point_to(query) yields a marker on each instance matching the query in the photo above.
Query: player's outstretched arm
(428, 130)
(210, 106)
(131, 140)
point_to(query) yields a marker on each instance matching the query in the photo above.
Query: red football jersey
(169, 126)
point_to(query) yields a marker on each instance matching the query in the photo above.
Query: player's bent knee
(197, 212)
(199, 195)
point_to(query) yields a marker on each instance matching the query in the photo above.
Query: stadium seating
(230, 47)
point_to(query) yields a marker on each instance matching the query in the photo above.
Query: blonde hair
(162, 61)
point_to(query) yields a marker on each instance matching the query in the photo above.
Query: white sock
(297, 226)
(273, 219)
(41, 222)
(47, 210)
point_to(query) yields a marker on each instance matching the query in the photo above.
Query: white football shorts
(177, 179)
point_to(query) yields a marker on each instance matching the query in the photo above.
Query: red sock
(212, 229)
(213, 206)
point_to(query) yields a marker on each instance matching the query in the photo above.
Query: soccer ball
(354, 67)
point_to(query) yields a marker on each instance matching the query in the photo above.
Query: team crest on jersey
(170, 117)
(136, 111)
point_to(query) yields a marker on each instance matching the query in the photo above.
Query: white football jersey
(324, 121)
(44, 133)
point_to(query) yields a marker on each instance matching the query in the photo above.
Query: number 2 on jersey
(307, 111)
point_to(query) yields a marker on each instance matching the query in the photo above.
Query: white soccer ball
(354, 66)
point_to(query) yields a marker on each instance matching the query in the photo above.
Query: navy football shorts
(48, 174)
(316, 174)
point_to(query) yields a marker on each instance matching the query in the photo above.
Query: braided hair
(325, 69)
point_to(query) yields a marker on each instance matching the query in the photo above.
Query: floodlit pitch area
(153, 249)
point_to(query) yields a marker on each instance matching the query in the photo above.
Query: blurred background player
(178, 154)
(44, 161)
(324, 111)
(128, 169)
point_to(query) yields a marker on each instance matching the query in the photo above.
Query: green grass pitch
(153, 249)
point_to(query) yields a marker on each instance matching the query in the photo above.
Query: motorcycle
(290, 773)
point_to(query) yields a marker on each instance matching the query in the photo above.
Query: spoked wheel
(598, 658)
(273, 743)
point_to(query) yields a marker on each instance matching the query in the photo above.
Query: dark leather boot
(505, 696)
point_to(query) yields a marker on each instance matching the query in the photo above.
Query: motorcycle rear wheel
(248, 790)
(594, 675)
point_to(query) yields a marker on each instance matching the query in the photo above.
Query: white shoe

============================================================

The required output is each line from the one with "Query: spoked wheel" through the end of the material above, repeated exactly with both ends included.

» **Finished exercise**:
Query: spoked wheel
(598, 658)
(273, 743)
point_to(query) yields a marker on each instance matching the query in the photo above.
Query: dark leather boot
(505, 696)
point_to(query) yields a marker on each instance matching the query in the photo above.
Query: motorcycle rear wheel
(248, 790)
(594, 675)
point_to(query) yields a marker on each instance matching the query in the photo above.
Query: white shoe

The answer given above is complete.